* Begin *
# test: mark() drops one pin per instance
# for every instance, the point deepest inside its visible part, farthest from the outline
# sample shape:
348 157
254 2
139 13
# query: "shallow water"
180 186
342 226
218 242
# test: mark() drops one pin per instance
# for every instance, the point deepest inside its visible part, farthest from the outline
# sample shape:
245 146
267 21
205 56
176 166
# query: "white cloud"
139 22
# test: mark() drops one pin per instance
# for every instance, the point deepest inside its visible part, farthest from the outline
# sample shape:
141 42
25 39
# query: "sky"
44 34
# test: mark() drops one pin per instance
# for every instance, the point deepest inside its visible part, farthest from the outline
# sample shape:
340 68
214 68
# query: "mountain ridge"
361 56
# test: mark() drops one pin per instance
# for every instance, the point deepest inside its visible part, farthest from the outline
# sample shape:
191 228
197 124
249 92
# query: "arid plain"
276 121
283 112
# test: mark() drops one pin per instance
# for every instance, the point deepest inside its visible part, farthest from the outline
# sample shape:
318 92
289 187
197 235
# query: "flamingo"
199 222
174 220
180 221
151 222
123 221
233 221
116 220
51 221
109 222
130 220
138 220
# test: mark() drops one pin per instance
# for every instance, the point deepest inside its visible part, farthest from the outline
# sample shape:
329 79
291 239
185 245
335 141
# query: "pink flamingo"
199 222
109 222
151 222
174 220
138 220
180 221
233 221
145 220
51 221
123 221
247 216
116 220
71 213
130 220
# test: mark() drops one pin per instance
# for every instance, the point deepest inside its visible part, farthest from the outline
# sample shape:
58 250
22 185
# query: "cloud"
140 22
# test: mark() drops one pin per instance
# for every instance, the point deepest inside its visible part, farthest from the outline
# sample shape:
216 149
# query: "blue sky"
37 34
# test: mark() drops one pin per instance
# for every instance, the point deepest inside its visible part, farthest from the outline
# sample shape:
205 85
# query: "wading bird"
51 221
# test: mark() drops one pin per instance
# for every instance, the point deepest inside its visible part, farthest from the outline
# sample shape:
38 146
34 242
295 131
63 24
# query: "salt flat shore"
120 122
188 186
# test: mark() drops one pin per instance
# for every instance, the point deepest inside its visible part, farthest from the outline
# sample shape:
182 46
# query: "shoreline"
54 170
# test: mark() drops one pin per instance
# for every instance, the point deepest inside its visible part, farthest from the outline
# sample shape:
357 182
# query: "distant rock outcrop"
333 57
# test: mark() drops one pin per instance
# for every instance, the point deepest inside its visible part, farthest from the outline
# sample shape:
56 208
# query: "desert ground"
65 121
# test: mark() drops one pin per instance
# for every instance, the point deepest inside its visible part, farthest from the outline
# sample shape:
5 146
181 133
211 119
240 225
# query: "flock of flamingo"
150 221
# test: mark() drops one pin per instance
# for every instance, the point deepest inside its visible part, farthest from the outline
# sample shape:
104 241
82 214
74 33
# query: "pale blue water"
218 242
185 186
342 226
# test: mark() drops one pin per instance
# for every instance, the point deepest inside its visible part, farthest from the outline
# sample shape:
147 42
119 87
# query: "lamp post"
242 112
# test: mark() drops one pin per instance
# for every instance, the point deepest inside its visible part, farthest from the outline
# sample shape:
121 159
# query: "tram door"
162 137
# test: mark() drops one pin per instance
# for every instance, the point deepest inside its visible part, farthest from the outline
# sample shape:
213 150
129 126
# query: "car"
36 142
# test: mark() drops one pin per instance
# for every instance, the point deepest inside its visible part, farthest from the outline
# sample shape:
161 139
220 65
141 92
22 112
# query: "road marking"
* End *
§ **Written problem**: Report each line of the records that contains the string "blue", treating uppercase and lowercase as different.

§ **Solution to the exercise**:
# query: "blue sky"
# query: "pale blue water"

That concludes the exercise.